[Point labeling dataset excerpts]
>> BEGIN
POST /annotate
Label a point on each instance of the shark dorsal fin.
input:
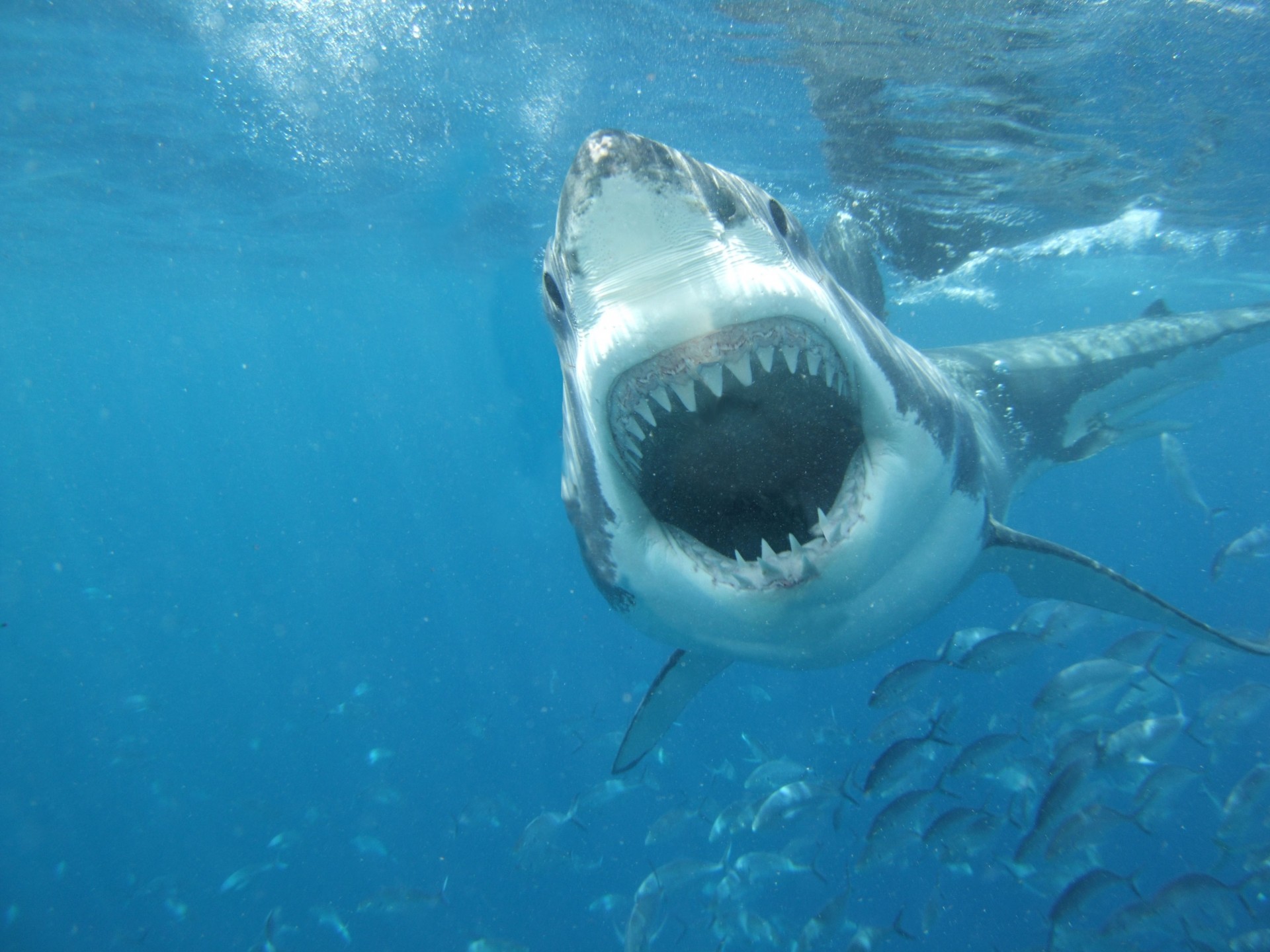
(676, 684)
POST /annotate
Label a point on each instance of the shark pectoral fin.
(1044, 569)
(671, 691)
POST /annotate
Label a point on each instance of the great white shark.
(759, 470)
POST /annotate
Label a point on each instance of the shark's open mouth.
(748, 441)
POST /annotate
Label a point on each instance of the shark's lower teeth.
(741, 441)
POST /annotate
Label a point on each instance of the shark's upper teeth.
(704, 360)
(647, 397)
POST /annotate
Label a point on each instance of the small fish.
(999, 651)
(1082, 832)
(609, 903)
(724, 771)
(982, 757)
(733, 818)
(774, 775)
(900, 684)
(495, 946)
(1223, 716)
(1142, 742)
(331, 918)
(1180, 475)
(960, 643)
(906, 762)
(239, 879)
(827, 924)
(1066, 793)
(908, 813)
(1083, 686)
(905, 723)
(1137, 647)
(789, 801)
(1081, 891)
(1254, 543)
(960, 834)
(1245, 808)
(284, 841)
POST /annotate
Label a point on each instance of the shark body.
(759, 470)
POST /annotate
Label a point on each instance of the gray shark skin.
(759, 470)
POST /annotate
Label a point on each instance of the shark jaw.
(747, 446)
(737, 467)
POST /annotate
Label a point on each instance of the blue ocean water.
(282, 557)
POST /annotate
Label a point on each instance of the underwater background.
(298, 648)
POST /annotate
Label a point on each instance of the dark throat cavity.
(753, 463)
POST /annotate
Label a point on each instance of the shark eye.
(553, 291)
(779, 219)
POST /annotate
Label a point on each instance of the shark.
(759, 470)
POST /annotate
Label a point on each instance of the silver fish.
(1180, 475)
(900, 684)
(1254, 543)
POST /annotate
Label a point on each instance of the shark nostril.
(553, 291)
(779, 218)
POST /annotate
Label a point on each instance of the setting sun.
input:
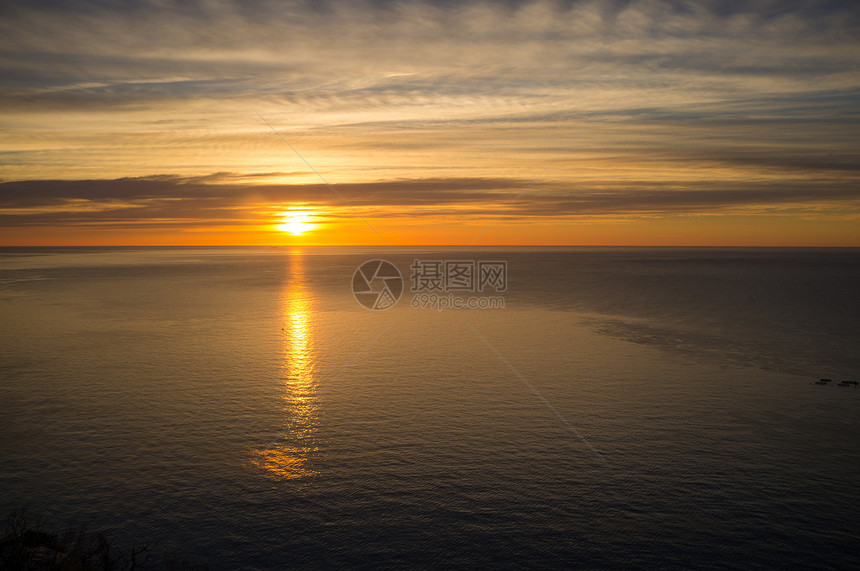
(296, 223)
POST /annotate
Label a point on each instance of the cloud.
(425, 108)
(170, 201)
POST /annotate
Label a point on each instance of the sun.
(296, 223)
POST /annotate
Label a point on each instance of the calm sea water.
(626, 408)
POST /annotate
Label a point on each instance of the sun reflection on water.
(289, 456)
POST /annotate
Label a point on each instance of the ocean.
(592, 408)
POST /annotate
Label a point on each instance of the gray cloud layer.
(692, 107)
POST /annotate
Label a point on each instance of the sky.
(604, 122)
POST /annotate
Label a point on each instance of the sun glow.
(296, 223)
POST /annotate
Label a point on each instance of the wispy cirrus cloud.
(423, 108)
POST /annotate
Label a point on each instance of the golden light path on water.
(288, 457)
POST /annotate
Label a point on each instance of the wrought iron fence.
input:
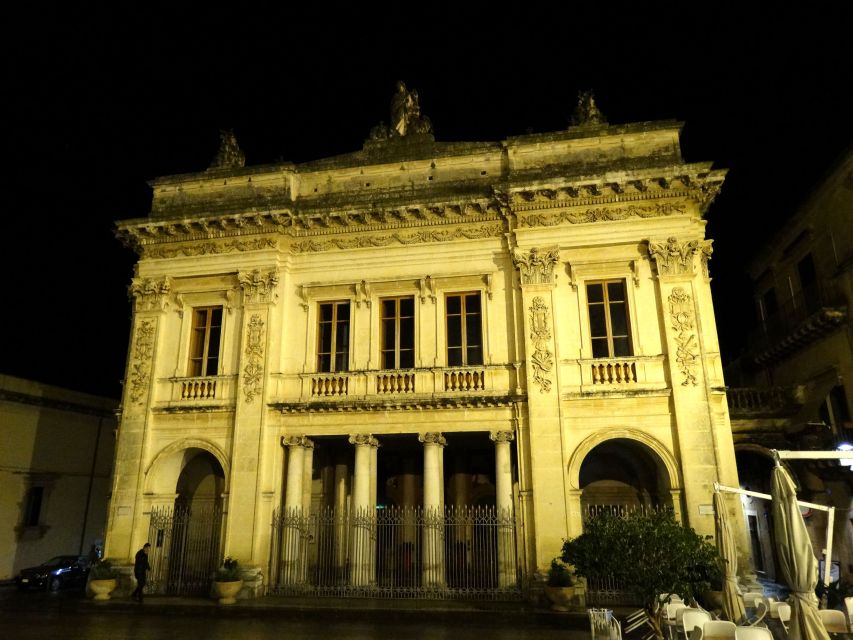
(185, 549)
(397, 552)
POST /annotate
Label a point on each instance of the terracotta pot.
(227, 591)
(102, 588)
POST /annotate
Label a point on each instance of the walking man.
(140, 571)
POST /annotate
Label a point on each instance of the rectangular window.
(32, 506)
(398, 333)
(333, 337)
(608, 319)
(464, 329)
(205, 342)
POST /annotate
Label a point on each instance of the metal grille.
(185, 549)
(397, 552)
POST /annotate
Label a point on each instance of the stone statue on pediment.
(229, 156)
(587, 112)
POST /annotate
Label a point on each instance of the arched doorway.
(622, 474)
(186, 535)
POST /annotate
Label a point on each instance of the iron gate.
(397, 552)
(185, 549)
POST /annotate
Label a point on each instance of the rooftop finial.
(229, 156)
(587, 112)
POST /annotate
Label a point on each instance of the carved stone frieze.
(542, 360)
(254, 370)
(433, 235)
(208, 248)
(140, 366)
(686, 350)
(432, 438)
(603, 214)
(258, 286)
(677, 258)
(149, 294)
(364, 440)
(537, 266)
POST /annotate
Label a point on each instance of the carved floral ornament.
(537, 266)
(149, 294)
(686, 350)
(676, 258)
(542, 360)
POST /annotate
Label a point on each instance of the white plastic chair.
(753, 633)
(784, 611)
(691, 619)
(719, 629)
(834, 620)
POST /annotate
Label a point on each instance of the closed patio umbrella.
(733, 607)
(797, 562)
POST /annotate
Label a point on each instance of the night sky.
(101, 103)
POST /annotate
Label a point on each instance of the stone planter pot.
(102, 588)
(565, 598)
(227, 591)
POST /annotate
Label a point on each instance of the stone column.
(363, 516)
(503, 500)
(433, 538)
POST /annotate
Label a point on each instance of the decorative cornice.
(603, 214)
(258, 286)
(428, 236)
(681, 316)
(254, 370)
(432, 437)
(542, 360)
(537, 266)
(149, 294)
(676, 258)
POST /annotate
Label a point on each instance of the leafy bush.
(229, 571)
(649, 553)
(102, 570)
(559, 574)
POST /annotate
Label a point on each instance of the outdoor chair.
(692, 619)
(602, 624)
(834, 620)
(784, 611)
(719, 630)
(753, 633)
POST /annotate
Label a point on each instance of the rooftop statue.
(587, 112)
(406, 116)
(229, 156)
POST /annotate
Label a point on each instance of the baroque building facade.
(792, 388)
(416, 366)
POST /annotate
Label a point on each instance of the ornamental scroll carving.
(676, 258)
(542, 360)
(258, 286)
(537, 266)
(149, 294)
(686, 351)
(143, 349)
(254, 352)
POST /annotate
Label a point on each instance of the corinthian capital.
(149, 294)
(537, 266)
(258, 286)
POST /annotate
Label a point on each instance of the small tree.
(649, 553)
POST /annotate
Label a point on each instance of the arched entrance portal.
(623, 474)
(186, 536)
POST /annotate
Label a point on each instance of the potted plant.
(227, 581)
(102, 579)
(559, 587)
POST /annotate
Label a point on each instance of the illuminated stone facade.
(524, 324)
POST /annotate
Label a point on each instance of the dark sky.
(101, 103)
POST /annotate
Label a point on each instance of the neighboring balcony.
(808, 316)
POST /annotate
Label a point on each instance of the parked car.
(55, 574)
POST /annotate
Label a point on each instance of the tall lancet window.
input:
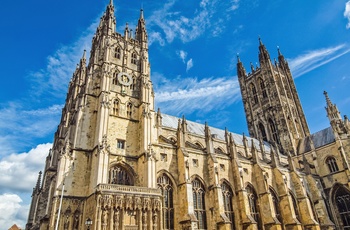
>> END
**Task objective:** Return every line of the items above that contains the word "rooftop".

**Exercise output:**
Label a point on each instance of the rooftop finial.
Label a point on each instance of the rooftop statue.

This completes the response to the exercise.